WHAT IS BEING ASKED: Give again the line that contains "Spot the metal", plus every line after it to the end of the records, unchanged.

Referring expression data
################

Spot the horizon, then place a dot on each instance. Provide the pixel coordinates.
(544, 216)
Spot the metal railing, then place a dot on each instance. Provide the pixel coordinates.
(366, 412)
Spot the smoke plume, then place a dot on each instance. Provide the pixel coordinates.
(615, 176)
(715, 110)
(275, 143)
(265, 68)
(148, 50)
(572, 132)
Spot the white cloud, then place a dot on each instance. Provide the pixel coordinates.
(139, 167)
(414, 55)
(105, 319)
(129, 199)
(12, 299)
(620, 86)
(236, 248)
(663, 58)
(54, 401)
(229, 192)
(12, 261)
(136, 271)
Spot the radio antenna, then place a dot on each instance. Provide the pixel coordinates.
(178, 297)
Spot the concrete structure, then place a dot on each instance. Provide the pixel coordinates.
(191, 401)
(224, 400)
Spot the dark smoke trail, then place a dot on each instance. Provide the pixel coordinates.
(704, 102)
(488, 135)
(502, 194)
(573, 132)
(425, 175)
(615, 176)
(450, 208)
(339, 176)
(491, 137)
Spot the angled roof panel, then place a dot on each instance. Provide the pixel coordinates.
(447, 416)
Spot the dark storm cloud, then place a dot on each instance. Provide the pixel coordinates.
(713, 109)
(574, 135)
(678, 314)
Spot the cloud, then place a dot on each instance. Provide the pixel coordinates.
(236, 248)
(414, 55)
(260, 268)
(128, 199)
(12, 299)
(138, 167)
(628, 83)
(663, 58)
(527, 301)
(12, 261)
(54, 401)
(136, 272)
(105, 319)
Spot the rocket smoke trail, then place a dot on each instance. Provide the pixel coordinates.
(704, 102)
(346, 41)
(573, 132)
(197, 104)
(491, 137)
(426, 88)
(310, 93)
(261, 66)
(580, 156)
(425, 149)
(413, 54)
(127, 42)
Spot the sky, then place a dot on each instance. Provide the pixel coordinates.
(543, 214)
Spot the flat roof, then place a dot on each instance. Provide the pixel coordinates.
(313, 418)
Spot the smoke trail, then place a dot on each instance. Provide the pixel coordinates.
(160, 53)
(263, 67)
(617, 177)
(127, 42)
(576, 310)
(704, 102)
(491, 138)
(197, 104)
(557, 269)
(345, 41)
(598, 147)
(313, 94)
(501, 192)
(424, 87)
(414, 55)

################

SOLUTION FOR THIS EXERCISE:
Spot the metal railing, then place a dot on each instance. Provide the pixel coordinates.
(366, 412)
Spot the smoke plume, then place a dot on each instance. Provide the pixel coordinates.
(615, 176)
(715, 110)
(275, 143)
(265, 68)
(148, 50)
(572, 132)
Spot the white cloud, then place a dot on each instance. Provide the pixel coordinates.
(139, 167)
(414, 55)
(105, 319)
(129, 199)
(12, 299)
(620, 86)
(236, 248)
(663, 58)
(54, 401)
(229, 192)
(12, 261)
(136, 271)
Spot the radio antenna, then place a dot on each instance. Provide the pixel coordinates.
(178, 297)
Spot the concrete structure, then place a dot on each instance. Provide the pixel coordinates.
(191, 401)
(224, 400)
Spot the dark smoke trail, then place a dot on each instance. Provide the pixel coordinates.
(704, 102)
(488, 135)
(502, 194)
(573, 132)
(425, 175)
(615, 176)
(450, 208)
(339, 176)
(491, 137)
Spot the angled roof panel, then place a dot on each instance. Provide the pixel coordinates.
(447, 416)
Spot the dark storm cloud, then place a dot on each instance. Provide the pixel coordinates.
(713, 109)
(574, 135)
(678, 314)
Spot the cloud, then place a dot on each instance. Provide the pixel coordinates.
(236, 248)
(414, 55)
(260, 268)
(128, 199)
(12, 299)
(138, 167)
(628, 83)
(663, 58)
(527, 301)
(12, 261)
(54, 401)
(136, 272)
(105, 319)
Spot the rocket smoke trail, then place a dot on each instance. Provide the pixel coordinates.
(704, 102)
(346, 41)
(573, 132)
(197, 104)
(491, 137)
(426, 88)
(310, 93)
(261, 66)
(580, 156)
(425, 149)
(413, 54)
(127, 42)
Spot the sky, then place a dot on each instance. Provide the pixel coordinates.
(543, 214)
Spot the flat roof, then place a dot on each instance. Provide the pixel coordinates.
(313, 418)
Spot the smoke trail, then place a dot on each instance. Provide the pixel coordinates.
(160, 53)
(263, 67)
(617, 177)
(127, 42)
(576, 310)
(704, 102)
(491, 138)
(197, 104)
(557, 269)
(345, 41)
(598, 147)
(313, 94)
(501, 192)
(424, 87)
(414, 55)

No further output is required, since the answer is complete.